Written problem: Write out every record below exactly as it appears.

Data shown:
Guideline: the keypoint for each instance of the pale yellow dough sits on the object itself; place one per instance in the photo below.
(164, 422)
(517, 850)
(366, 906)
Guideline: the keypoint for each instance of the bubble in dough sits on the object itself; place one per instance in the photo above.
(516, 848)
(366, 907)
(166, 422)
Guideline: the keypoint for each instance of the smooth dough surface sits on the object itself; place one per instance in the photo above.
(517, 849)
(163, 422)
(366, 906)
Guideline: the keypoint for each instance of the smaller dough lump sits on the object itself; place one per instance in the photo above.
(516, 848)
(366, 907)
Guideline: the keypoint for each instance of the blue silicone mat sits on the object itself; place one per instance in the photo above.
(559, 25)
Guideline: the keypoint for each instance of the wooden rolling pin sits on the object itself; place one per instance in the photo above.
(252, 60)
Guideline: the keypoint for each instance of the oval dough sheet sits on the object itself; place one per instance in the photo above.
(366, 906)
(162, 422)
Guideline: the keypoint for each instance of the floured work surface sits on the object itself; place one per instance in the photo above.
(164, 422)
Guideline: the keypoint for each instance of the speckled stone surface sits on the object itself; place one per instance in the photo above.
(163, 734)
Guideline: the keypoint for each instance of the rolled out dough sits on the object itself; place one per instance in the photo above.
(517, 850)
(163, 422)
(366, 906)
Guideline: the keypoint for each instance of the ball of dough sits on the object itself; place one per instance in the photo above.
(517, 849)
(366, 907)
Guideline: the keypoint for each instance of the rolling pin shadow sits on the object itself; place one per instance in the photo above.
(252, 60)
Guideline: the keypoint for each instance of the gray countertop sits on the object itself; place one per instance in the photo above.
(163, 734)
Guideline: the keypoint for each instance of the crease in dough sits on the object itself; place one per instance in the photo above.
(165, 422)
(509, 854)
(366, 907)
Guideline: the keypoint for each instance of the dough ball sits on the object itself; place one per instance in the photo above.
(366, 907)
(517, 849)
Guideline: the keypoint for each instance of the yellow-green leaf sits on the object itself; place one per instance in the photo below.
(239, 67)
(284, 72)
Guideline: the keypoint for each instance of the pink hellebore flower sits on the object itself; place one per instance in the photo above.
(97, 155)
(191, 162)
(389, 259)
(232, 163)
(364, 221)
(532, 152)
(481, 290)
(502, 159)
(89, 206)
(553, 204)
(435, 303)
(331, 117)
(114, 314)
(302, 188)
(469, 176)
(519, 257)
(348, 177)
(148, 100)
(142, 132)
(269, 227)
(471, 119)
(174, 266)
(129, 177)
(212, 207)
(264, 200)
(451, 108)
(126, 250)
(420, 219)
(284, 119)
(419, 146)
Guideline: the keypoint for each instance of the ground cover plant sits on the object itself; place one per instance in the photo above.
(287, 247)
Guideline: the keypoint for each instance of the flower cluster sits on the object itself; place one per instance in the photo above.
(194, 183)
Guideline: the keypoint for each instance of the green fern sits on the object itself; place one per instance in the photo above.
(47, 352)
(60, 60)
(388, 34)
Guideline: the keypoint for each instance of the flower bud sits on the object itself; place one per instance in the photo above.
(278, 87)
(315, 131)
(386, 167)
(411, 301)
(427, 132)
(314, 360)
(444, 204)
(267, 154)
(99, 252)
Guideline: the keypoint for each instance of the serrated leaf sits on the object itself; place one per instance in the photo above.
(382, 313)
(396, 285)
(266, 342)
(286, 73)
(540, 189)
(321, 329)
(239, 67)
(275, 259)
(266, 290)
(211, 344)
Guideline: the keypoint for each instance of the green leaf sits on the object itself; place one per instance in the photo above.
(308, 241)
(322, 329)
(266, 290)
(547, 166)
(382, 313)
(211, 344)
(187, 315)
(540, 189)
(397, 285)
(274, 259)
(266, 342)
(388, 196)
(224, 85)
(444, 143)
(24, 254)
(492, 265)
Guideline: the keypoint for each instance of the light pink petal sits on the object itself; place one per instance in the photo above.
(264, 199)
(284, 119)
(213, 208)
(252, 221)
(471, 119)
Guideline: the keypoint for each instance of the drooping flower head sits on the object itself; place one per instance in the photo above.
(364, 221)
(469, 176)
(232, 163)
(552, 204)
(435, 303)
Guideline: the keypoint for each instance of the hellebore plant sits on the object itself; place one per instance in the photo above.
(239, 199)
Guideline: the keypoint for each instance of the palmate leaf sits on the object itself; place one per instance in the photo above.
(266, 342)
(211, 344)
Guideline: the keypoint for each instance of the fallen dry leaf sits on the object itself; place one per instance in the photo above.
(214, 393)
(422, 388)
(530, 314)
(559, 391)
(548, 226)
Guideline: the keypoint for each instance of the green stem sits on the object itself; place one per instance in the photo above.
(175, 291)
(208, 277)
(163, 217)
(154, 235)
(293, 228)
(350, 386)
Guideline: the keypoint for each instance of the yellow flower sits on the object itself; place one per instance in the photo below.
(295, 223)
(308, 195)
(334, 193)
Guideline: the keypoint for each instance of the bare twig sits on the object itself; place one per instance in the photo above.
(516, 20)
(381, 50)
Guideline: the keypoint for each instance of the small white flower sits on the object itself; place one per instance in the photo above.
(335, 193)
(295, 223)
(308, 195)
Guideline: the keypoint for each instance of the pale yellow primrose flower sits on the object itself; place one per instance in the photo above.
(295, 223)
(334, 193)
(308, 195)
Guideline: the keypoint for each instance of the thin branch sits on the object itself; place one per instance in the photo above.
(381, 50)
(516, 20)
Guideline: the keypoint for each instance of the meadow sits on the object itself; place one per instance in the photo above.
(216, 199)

Answer in full:
Guideline: the keypoint for each instance of the pale yellow dough sits on the object itself; place one per instance in the photo below.
(164, 422)
(517, 850)
(366, 906)
Guideline: the keypoint for each instance of the bubble in dough sits on the object itself; place one per instance in the photo above.
(516, 848)
(366, 907)
(166, 422)
Guideline: the keypoint for each instance of the smooth dough surface sits on the object itself; place one per instance in the photo above.
(517, 849)
(163, 422)
(366, 906)
Guideline: the keypoint for each instance of the smaller dough lump sits on the object itself; place one per instance in the photo above.
(516, 848)
(366, 907)
Guideline: the keypoint for each instance of the blue silicone mat sits on the object itself; place one per instance in the photo above.
(559, 25)
Guideline: the keypoint for each instance of the wooden rolling pin sits on the object itself; place one per instance in the photo above.
(252, 60)
Guideline: the keypoint for each instance of the oval dough sheet sits on the object itself; place one per instance in the photo above.
(366, 906)
(162, 422)
Guideline: the keypoint for each instance of the floured work surface sits on the object itself; place one per instance in the photo above.
(164, 422)
Guideline: the keypoint for each instance of the speckled stone surface sits on the object itself; place one per instance in the photo above.
(163, 734)
Guideline: the keypoint for each instance of the rolled out dough sits on the object itself; place one per instance in the photo above.
(517, 850)
(163, 422)
(366, 906)
Guideline: the keypoint for each instance of the ball of dough sits on the object itself; place one per instance in the photo above.
(517, 849)
(366, 907)
Guideline: the keypoint for each instance of the rolling pin shadow sits on the object itself; place one per instance in the photo above.
(252, 60)
Guideline: the keypoint for each instance of the gray countertop sits on the object itself; place one per instance in the photo above.
(163, 734)
Guideline: the keypoint for each instance of the crease in dough sits on the object itself; place one per instance in the photo above.
(165, 422)
(509, 854)
(366, 907)
Guideline: the keypoint for each instance of the dough ball sits on the object itself; place one per instance in the photo above.
(366, 907)
(517, 849)
Guideline: the keypoint for each instance of the yellow-green leaf sits on the object itself; place one per instance in the photo below.
(239, 67)
(284, 72)
Guideline: the keypoint for each instance of the pink hellebore flower sits on the object itself; place one per instance in the photo above.
(97, 155)
(191, 162)
(389, 259)
(232, 163)
(364, 221)
(532, 152)
(481, 290)
(502, 159)
(89, 206)
(553, 204)
(435, 303)
(331, 117)
(114, 314)
(302, 188)
(469, 176)
(519, 257)
(348, 177)
(148, 100)
(142, 132)
(269, 227)
(471, 119)
(174, 266)
(129, 177)
(212, 207)
(264, 200)
(451, 108)
(126, 250)
(420, 219)
(284, 119)
(419, 146)
Guideline: the keypoint for each instance of the ground cover plant sits on the object itself; place one per instance in the photo above.
(287, 247)
Guideline: the keypoint for each instance of the flower cluster sits on the object itself; place one per instance in the photo above.
(194, 183)
Guideline: the keypoint for each instance of the green fern sits on the object itself; place one per instance in the photo above.
(47, 352)
(60, 60)
(388, 34)
Guideline: the keypoint for each instance of the flower bud sits on the object itself; place one per instance in the photo above.
(278, 87)
(315, 131)
(386, 167)
(411, 301)
(427, 132)
(314, 360)
(444, 204)
(267, 154)
(99, 252)
Guideline: the keypoint for each instance of the serrated leaf sits on the object itself; place one per instance in the photo above.
(382, 313)
(396, 285)
(266, 342)
(286, 73)
(540, 189)
(321, 329)
(239, 67)
(275, 259)
(266, 290)
(211, 344)
Guideline: the keypoint for each instance of the green leaf sits on the object itself; place one per instance in the photo above.
(308, 241)
(322, 329)
(266, 290)
(547, 166)
(382, 313)
(211, 344)
(187, 315)
(540, 189)
(397, 285)
(274, 259)
(266, 342)
(388, 196)
(224, 85)
(444, 143)
(24, 254)
(492, 265)
Guideline: the keypoint for each instance of the light pink petal sits on the object itself; place one per instance in the photo above.
(264, 199)
(284, 119)
(213, 208)
(252, 221)
(471, 119)
Guideline: the keypoint for each instance of the drooping flower head sits on the object itself; place one per instance in the photo above.
(364, 221)
(469, 176)
(232, 163)
(552, 204)
(435, 303)
Guideline: the keypoint for each instance of the hellebore plant sits on the object itself; place one per instance in the photo above.
(239, 199)
Guideline: the keypoint for each instance of the palmate leaf sits on the object itself; place one per instance in the photo above.
(266, 342)
(211, 344)
Guideline: the keypoint for each instance of the fallen dry leaf sits on the object itself; place one per instance in the photo above.
(214, 393)
(422, 388)
(530, 314)
(559, 391)
(548, 226)
Guideline: the keypoint for each instance of the green stem sits on the object itself; place one per instance in the photo above.
(175, 291)
(208, 277)
(163, 217)
(154, 235)
(293, 228)
(350, 386)
Guideline: the keypoint for each instance of the yellow flower sits on the object itself; place one per instance in the photo below.
(295, 223)
(308, 195)
(334, 193)
Guideline: the keypoint for each instance of the bare twig sits on the object itself; place one per instance in the photo above.
(516, 20)
(381, 50)
Guideline: the keypoint for each instance of the small white flower sits on the object itself; place one per instance in the photo above.
(335, 193)
(295, 223)
(308, 195)
Guideline: the keypoint for each instance of the pale yellow primrose flower sits on the object itself; place one per instance in the photo above.
(295, 223)
(334, 193)
(308, 195)
Guideline: the keypoint for each instance of the thin branch sits on the object itself; place one per instance in the photo above.
(381, 50)
(516, 20)
Guideline: the keypoint for each instance of the meadow sits on the object itself; place one per instance in the photo above.
(216, 199)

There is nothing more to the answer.